··· Records shown

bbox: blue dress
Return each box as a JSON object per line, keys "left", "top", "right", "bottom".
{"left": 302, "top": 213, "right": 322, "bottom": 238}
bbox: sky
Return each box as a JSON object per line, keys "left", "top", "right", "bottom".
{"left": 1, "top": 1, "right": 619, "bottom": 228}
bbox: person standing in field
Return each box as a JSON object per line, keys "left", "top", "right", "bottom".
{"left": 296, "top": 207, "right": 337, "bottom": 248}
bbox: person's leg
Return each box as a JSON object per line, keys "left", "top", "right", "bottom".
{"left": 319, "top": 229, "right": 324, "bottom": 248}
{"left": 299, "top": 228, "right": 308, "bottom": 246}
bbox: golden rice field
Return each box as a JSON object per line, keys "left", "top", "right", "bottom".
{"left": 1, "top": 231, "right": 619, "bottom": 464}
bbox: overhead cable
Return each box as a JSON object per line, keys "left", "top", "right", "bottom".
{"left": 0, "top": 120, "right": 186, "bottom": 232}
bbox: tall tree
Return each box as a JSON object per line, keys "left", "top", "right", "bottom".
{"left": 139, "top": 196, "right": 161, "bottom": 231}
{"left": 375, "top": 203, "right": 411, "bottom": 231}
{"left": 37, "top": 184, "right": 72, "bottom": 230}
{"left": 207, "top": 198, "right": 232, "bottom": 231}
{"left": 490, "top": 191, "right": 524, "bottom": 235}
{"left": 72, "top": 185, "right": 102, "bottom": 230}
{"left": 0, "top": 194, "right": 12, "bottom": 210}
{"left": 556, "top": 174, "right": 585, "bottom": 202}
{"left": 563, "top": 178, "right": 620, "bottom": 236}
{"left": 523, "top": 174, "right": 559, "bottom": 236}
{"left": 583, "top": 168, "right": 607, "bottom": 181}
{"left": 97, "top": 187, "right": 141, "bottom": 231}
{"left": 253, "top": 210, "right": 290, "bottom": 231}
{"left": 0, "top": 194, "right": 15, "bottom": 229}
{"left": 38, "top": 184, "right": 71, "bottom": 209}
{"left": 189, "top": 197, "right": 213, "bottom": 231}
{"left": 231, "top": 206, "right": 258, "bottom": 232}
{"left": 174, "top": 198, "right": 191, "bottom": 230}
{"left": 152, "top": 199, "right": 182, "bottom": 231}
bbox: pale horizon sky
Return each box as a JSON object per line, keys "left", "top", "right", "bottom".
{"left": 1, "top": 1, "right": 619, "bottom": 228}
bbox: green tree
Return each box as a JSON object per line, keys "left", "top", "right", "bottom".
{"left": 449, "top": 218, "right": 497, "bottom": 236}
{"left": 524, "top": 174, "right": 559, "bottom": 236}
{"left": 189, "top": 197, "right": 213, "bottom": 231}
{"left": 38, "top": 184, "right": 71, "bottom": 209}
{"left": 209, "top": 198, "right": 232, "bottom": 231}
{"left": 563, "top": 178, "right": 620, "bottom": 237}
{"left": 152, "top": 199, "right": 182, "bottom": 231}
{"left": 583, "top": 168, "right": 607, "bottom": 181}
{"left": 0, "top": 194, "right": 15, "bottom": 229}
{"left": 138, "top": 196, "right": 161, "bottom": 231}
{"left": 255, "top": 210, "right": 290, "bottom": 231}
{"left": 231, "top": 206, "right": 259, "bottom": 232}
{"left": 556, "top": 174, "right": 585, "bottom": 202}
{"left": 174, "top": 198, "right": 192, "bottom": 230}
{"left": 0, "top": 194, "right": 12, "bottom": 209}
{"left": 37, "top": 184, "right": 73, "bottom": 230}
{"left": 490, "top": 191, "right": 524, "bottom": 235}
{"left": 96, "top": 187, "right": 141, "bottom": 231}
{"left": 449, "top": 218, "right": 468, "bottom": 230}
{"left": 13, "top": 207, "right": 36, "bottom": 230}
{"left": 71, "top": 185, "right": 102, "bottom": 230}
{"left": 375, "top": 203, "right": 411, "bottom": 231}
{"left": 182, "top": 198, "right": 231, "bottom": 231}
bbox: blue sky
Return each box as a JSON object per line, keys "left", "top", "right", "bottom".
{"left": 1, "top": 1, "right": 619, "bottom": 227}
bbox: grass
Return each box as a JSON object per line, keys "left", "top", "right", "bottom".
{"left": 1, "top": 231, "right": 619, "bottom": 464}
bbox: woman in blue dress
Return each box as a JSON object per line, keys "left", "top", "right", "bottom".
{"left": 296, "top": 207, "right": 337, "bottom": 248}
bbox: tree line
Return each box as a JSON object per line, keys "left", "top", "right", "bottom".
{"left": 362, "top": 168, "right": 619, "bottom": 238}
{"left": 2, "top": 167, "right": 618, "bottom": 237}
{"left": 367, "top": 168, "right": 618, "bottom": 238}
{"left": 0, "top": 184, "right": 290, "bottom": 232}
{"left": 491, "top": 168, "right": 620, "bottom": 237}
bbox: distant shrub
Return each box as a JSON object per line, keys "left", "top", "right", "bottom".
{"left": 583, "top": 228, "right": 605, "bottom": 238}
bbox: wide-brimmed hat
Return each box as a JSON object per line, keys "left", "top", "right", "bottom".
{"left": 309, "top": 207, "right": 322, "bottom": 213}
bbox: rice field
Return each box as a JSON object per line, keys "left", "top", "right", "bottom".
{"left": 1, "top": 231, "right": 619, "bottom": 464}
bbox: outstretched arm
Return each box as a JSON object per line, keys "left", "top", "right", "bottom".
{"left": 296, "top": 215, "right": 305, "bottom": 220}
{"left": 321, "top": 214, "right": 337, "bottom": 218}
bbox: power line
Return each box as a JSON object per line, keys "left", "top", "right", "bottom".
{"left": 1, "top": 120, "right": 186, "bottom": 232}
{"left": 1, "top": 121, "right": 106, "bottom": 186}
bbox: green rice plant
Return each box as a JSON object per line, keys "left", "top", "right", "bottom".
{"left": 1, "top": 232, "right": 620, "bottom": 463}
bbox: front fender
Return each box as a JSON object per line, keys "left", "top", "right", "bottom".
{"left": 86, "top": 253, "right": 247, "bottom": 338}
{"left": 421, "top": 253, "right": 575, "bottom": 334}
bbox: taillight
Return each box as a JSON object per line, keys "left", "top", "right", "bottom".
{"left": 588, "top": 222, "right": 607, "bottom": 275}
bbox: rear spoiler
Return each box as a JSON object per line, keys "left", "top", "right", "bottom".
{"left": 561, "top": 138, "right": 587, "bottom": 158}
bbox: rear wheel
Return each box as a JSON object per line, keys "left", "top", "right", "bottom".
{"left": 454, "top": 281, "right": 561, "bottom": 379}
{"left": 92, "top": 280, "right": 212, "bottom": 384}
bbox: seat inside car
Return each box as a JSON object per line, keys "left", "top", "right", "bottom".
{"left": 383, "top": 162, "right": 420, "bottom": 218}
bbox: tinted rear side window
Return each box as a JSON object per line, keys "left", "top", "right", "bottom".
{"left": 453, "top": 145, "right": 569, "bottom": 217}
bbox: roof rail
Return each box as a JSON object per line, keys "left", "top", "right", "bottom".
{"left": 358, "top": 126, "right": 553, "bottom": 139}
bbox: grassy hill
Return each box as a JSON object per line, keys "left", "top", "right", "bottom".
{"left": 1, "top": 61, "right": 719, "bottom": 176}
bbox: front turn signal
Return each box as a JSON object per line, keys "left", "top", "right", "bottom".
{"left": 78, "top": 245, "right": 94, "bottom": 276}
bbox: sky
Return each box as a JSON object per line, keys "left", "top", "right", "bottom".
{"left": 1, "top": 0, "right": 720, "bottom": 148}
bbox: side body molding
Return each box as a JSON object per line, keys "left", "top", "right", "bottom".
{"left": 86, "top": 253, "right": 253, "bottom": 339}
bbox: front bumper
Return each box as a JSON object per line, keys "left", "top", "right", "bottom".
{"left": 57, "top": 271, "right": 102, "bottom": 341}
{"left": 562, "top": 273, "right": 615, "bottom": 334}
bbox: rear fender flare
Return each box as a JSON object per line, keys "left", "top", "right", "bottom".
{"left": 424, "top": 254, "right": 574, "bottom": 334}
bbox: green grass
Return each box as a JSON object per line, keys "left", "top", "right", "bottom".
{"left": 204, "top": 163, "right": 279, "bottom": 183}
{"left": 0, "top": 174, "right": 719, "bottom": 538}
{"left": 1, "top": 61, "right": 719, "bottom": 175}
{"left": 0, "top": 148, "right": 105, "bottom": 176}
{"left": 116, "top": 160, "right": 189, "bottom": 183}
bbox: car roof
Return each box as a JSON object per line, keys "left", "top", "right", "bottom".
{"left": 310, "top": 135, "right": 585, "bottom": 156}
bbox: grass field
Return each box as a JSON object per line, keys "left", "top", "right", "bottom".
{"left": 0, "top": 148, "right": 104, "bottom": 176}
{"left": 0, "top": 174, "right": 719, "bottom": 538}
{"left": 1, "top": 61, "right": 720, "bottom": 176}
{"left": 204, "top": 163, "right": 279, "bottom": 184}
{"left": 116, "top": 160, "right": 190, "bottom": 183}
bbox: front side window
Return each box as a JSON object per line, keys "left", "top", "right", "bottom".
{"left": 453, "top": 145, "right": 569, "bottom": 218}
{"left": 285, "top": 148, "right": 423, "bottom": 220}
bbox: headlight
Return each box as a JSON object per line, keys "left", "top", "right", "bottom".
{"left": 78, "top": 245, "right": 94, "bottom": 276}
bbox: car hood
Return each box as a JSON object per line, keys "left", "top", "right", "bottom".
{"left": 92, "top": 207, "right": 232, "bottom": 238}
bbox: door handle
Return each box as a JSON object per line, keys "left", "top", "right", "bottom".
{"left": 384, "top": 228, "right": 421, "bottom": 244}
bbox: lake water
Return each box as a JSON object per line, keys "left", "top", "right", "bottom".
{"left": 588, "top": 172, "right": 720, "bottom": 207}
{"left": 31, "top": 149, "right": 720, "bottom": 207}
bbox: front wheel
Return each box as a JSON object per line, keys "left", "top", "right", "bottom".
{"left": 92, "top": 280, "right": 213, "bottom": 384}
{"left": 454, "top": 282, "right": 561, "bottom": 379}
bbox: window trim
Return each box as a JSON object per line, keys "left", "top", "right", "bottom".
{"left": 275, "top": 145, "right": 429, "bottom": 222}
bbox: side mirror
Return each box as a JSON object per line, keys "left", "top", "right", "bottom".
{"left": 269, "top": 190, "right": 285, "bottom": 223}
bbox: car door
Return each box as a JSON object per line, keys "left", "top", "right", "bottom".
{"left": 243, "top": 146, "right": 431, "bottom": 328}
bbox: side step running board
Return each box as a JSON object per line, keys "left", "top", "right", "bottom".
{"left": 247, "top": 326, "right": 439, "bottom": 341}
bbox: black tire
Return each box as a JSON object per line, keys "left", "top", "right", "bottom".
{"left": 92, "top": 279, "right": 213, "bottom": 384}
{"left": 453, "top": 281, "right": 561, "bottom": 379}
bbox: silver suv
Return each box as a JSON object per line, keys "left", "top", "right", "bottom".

······

Exercise goal
In the records shown above, how many lines include the word "rice"? Answer with the number only.

Written reply
3